--- Start ---

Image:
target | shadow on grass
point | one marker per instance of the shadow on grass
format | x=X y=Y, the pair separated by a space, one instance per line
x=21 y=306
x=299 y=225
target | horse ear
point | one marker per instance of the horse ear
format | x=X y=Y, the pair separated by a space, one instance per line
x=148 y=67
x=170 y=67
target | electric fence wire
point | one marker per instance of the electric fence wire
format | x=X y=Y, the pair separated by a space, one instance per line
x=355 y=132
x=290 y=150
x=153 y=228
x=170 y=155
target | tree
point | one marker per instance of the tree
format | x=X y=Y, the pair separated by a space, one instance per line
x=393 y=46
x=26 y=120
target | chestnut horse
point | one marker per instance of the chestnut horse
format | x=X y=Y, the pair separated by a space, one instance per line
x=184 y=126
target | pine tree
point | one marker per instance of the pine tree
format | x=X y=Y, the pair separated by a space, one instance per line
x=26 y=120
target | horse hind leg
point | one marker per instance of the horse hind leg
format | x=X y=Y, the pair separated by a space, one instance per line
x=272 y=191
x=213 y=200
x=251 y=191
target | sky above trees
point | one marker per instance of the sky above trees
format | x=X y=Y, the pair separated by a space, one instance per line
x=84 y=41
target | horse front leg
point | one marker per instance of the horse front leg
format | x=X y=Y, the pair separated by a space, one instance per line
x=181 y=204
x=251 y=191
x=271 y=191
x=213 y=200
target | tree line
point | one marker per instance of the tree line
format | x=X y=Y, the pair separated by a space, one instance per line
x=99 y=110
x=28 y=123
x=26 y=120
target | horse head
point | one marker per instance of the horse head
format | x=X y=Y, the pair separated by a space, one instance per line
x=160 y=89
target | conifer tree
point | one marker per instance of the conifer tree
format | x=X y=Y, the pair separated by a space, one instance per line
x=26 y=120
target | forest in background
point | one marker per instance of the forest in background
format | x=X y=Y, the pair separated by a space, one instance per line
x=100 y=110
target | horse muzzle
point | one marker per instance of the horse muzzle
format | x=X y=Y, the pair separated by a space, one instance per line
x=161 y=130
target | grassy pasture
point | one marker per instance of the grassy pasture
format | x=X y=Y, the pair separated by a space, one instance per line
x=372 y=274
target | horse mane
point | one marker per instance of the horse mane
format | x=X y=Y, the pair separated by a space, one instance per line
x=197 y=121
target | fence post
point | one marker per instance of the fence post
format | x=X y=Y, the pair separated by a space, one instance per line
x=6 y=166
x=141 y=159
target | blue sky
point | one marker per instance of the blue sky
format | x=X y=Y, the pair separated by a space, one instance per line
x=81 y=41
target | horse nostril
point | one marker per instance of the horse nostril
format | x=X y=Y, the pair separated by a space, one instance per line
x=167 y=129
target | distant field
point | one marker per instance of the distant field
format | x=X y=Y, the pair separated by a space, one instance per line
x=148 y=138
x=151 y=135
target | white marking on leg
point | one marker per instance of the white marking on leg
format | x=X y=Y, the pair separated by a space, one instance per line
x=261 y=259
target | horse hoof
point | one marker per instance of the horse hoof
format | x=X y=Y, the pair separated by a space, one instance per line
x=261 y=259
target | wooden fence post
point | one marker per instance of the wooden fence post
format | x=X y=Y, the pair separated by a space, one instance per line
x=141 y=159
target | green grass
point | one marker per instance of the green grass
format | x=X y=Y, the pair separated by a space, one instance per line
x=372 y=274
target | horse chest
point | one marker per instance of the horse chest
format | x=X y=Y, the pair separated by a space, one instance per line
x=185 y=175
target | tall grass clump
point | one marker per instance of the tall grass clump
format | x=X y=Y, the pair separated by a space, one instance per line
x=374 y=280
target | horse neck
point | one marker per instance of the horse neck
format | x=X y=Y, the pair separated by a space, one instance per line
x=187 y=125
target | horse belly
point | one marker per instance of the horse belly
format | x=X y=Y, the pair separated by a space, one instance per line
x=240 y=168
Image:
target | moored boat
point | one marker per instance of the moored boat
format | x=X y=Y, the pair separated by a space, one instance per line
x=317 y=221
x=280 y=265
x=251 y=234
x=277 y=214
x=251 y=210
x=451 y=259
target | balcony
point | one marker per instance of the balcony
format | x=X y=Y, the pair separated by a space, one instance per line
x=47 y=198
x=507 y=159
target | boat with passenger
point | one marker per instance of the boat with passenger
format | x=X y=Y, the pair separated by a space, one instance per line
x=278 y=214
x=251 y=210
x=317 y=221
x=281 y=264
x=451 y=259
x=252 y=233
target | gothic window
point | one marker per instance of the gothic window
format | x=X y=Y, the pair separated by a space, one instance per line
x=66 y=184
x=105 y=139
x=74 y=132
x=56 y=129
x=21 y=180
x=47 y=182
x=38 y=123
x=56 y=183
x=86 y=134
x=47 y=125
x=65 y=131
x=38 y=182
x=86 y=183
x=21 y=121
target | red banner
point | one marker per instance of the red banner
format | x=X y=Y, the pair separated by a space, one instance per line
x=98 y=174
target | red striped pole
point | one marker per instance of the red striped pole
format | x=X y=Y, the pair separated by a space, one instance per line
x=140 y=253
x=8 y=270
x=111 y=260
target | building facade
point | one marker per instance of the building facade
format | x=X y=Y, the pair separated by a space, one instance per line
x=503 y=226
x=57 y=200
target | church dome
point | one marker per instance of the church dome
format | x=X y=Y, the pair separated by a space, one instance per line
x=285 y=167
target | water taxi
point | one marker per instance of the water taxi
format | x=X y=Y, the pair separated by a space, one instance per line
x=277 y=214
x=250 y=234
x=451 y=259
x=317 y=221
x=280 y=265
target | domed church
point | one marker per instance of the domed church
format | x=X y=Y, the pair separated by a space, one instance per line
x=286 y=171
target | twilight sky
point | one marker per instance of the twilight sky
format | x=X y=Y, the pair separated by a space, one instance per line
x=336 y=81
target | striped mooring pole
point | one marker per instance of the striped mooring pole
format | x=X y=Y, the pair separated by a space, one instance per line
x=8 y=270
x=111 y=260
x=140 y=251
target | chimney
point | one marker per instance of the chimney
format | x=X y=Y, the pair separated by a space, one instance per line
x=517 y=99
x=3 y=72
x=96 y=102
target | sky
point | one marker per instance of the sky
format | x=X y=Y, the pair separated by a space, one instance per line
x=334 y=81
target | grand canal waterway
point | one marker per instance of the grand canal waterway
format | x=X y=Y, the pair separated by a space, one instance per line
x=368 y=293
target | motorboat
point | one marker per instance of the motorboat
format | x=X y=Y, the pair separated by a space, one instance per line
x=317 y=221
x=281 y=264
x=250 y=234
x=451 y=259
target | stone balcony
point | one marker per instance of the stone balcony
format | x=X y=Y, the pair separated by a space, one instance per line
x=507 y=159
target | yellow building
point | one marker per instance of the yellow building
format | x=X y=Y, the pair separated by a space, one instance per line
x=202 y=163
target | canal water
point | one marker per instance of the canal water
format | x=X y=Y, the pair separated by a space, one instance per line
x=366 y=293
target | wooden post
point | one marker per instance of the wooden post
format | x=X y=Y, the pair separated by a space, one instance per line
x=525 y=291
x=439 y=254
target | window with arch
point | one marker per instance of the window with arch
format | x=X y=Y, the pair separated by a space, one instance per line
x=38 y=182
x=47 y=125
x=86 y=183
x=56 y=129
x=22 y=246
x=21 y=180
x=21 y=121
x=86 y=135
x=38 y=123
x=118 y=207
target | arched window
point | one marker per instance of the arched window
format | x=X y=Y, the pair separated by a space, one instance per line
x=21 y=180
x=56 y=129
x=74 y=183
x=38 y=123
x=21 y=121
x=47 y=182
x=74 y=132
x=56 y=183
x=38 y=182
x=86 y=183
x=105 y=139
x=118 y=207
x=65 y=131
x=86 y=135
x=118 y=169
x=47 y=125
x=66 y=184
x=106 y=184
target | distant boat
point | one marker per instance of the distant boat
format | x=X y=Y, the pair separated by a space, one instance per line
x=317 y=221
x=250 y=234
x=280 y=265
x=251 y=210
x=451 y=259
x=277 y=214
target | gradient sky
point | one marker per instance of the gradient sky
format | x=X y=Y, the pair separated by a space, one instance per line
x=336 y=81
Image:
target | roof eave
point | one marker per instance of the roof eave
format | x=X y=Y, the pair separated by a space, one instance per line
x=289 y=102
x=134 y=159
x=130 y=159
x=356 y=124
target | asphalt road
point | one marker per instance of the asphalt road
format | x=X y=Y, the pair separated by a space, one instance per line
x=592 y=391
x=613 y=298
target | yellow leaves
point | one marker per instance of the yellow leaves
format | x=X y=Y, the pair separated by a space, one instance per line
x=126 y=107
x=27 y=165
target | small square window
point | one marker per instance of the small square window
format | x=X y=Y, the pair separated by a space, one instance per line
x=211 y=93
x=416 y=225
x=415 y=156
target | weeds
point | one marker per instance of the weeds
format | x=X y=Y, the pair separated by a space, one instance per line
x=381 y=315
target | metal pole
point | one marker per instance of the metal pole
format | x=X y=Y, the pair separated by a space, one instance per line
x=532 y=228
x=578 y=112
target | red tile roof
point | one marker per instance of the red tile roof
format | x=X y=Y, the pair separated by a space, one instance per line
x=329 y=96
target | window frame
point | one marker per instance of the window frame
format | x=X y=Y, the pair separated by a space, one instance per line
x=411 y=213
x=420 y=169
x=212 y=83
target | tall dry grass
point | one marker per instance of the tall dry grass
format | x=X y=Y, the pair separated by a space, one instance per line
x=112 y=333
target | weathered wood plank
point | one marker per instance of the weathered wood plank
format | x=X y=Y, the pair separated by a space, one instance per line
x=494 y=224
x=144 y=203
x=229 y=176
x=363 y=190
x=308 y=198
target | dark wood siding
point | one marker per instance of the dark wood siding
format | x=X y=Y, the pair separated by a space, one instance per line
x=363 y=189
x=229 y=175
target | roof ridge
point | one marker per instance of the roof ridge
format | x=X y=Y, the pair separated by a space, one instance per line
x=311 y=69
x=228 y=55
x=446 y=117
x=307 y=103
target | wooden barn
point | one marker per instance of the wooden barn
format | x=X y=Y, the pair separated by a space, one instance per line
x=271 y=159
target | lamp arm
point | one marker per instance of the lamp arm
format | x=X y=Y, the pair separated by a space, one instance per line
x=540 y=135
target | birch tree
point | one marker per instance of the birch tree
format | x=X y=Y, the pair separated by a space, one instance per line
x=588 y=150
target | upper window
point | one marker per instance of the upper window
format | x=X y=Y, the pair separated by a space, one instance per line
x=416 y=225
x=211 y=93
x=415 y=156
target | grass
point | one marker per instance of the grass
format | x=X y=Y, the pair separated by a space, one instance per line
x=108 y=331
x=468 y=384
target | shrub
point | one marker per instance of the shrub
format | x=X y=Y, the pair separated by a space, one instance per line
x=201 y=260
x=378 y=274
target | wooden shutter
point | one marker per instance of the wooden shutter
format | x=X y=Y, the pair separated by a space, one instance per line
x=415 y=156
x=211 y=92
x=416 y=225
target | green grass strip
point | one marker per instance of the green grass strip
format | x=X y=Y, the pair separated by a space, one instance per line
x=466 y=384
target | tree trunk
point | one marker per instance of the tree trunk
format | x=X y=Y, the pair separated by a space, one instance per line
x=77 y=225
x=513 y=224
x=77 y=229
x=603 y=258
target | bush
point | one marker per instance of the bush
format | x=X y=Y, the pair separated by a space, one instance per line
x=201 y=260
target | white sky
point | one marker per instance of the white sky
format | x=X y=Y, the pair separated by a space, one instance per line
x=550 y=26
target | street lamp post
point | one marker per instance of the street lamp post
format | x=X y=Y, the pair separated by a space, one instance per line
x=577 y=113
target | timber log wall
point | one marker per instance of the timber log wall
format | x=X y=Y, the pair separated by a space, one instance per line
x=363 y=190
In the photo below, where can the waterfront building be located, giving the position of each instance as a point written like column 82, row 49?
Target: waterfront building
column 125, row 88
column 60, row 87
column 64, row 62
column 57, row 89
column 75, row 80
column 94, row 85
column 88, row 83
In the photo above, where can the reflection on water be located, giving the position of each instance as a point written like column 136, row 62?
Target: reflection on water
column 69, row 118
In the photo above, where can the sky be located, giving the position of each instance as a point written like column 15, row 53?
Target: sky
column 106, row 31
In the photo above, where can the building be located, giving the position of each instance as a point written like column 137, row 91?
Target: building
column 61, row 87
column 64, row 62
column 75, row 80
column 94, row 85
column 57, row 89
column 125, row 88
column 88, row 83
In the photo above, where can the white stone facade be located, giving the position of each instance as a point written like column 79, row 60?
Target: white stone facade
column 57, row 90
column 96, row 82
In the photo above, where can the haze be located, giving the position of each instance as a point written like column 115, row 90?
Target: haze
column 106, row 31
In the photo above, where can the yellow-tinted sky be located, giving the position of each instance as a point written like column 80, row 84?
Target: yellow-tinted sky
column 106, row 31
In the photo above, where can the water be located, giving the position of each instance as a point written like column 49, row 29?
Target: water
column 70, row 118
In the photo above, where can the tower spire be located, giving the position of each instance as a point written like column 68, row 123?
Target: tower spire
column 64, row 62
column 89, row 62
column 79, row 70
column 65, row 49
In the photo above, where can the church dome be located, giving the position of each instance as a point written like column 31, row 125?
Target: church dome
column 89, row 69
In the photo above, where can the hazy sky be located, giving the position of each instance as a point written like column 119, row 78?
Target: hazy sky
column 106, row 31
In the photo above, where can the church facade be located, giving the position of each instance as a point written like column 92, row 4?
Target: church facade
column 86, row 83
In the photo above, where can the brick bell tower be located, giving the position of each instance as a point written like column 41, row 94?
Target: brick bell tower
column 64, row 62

--- End ---

EXERCISE DETAILS —
Lay out the lines above as a JSON list of strings, one string per line with blank lines left out, from the line with "target | small square window" up to and including the line with "x=229 y=175".

REPLY —
[
  "target | small square window",
  "point | one marker per instance of the small square window",
  "format | x=X y=Y, the pair separated by a space, one instance per line",
  "x=211 y=93",
  "x=416 y=225",
  "x=415 y=156",
  "target | weeds",
  "point | one marker per instance of the weeds",
  "format | x=X y=Y, the pair separated by a space, one instance per line",
  "x=381 y=315",
  "target | metal pole",
  "point | one marker per instance of the metal pole",
  "format | x=X y=Y, the pair separated by a space, one instance per line",
  "x=532 y=228",
  "x=578 y=112",
  "target | red tile roof",
  "point | one marker per instance of the red tile roof",
  "format | x=X y=Y, the pair separated by a space, one instance per line",
  "x=329 y=96",
  "target | window frame",
  "point | one marker per instance of the window frame",
  "format | x=X y=Y, the pair separated by a space, one instance per line",
  "x=411 y=213",
  "x=420 y=169",
  "x=212 y=83",
  "target | tall dry grass",
  "point | one marker per instance of the tall dry grass",
  "format | x=X y=Y, the pair separated by a space, one instance per line",
  "x=112 y=333",
  "target | weathered wood plank",
  "point | one marker per instance of the weathered wood plank",
  "format | x=X y=Y, the pair separated by a space, one instance per line",
  "x=494 y=224",
  "x=144 y=203",
  "x=229 y=176",
  "x=363 y=190",
  "x=308 y=198",
  "target | dark wood siding",
  "point | one marker per instance of the dark wood siding",
  "format | x=X y=Y, the pair separated by a space, one instance per line",
  "x=363 y=189",
  "x=229 y=175"
]